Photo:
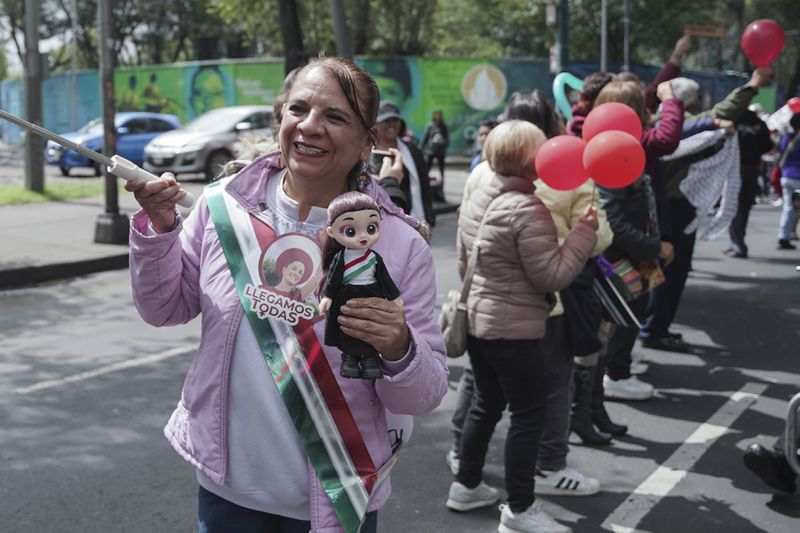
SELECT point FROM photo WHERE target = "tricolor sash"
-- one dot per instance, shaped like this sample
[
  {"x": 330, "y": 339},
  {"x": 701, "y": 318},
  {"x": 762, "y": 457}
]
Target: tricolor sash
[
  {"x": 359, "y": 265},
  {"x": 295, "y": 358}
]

■ ■ ■ ■

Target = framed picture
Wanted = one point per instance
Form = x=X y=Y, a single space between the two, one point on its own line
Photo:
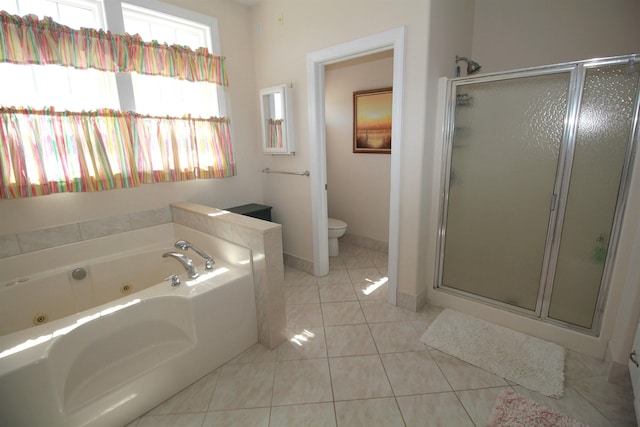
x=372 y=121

■ ■ ■ ■

Goal of the exercise: Please put the lines of the records from the line with "Target = framed picture" to the line with "x=372 y=121", both included, into a Markdown table with the columns "Row" and "Line", where each row holds a row number and one line. Leave out blank lines and pictures.

Full output:
| Row | Line |
|---|---|
| 1 | Target = framed picture |
| 2 | Wanted = one point per instance |
| 3 | Form = x=X y=Y, a single space between the two, one point on its own line |
| 4 | Photo: |
| 5 | x=372 y=121 |